| Exercises to complete |
[a] List every phrase that appears inside quotation marks in the climate polling passage below, in the order the passage gives them.
[b] Reproduce the climate polling passage below word for word, starting at "The problem is" and ending at "rather odd disjuncture.".

Indeed, polls support Huggins’s claim that most people don’t get it. The most recent survey from the Pew Research Center found that 71 percent of Americans believe the earth is warming (though that number has been dropping since July 2006). Roughly half of Americans (47 percent) think that warming is due to human activity, but almost as many (45 percent) say that the warming is due to natural environmental patterns (18 percent), that no solid evidence of warming exists (21 percent), or that they do not know the cause of warming (6 percent).
This, despite the fact that the Intergovernmental Panel on Climate Change, our highest authority on such matters, believes that it is “very likely” (greater than 90 percent chance) that humans are, in fact, responsible for “most of the observed increase in global average temperatures since the mid-20th century.”
The problem is that most people don’t believe that such a consensus (to use an unnecessarily controversial term) actually exists. In April 2007, a Washington Post-ABC News poll found that only 40 percent of Americans believe that “most” scientists agree that “global warming is happening.” On the other hand, 56 percent believe there is “a lot of disagreement.” Now read closely! Notice that the question isn’t even asking whether scientists agree or disagree about human activity’s role in climate change; the question simply asks whether or not they think warming is happening. According to the IPCC, the fact that the earth is warming is “unequivocal.” Yet people seem to think there is less agreement on that point among scientists than there is among the general public (remember, 71 percent think warming is happening regardless of cause) — a rather odd disjuncture.

| Material shown |

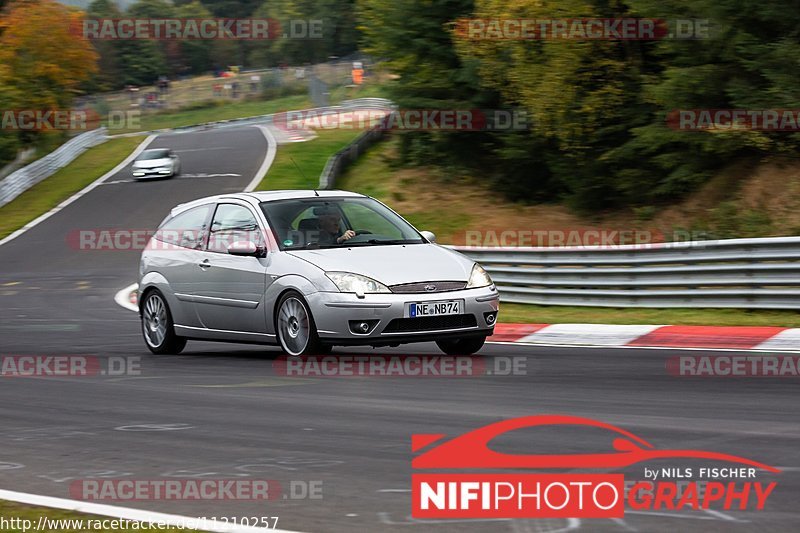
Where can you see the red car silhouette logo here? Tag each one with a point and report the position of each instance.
(471, 450)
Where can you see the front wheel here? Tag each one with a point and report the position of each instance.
(461, 345)
(295, 326)
(157, 326)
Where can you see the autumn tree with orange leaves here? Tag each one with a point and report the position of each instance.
(43, 60)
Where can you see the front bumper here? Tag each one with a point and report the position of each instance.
(335, 312)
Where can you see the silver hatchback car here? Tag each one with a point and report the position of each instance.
(156, 163)
(307, 270)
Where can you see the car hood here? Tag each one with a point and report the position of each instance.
(394, 264)
(152, 163)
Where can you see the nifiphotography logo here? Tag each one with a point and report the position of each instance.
(574, 494)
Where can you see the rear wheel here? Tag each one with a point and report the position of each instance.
(157, 325)
(461, 345)
(297, 332)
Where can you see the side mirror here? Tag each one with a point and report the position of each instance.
(428, 235)
(244, 248)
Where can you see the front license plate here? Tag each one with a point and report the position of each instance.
(445, 307)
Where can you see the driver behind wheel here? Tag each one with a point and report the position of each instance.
(330, 231)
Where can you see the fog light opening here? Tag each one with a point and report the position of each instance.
(362, 327)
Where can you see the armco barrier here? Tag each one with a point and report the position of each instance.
(739, 273)
(339, 161)
(23, 179)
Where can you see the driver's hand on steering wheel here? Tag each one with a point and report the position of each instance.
(349, 234)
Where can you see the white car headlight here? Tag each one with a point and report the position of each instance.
(478, 278)
(361, 285)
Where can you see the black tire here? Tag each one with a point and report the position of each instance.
(295, 327)
(157, 326)
(461, 345)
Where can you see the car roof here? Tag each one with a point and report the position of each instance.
(268, 196)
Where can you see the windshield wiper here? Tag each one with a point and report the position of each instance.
(390, 241)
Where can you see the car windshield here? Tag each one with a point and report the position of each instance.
(153, 154)
(310, 223)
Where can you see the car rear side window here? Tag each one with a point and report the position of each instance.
(187, 230)
(233, 223)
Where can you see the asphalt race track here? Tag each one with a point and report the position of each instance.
(223, 411)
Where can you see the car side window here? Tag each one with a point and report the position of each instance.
(233, 223)
(187, 230)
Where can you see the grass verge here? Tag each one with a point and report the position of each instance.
(49, 193)
(23, 518)
(550, 314)
(216, 111)
(309, 156)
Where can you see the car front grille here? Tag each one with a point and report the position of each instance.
(424, 287)
(430, 323)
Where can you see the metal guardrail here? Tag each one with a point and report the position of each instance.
(735, 273)
(23, 179)
(344, 157)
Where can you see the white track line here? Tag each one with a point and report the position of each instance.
(272, 149)
(126, 513)
(123, 297)
(80, 193)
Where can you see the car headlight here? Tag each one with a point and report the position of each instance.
(478, 278)
(361, 285)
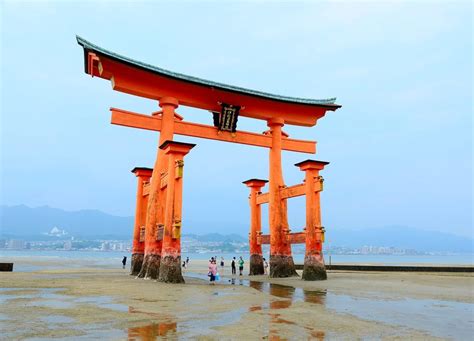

| The solutions |
[a]
1. “very likely”
2. “most of the observed increase in global average temperatures since the mid-20th century.”
3. “most”
4. “global warming is happening.”
5. “a lot of disagreement.”
6. “unequivocal.”

[b]
The problem is that most people don’t believe that such a consensus (to use an unnecessarily controversial term) actually exists. In April 2007, a Washington Post-ABC News poll found that only 40 percent of Americans believe that “most” scientists agree that “global warming is happening.” On the other hand, 56 percent believe there is “a lot of disagreement.” Now read closely! Notice that the question isn’t even asking whether scientists agree or disagree about human activity’s role in climate change; the question simply asks whether or not they think warming is happening. According to the IPCC, the fact that the earth is warming is “unequivocal.” Yet people seem to think there is less agreement on that point among scientists than there is among the general public (remember, 71 percent think warming is happening regardless of cause) — a rather odd disjuncture.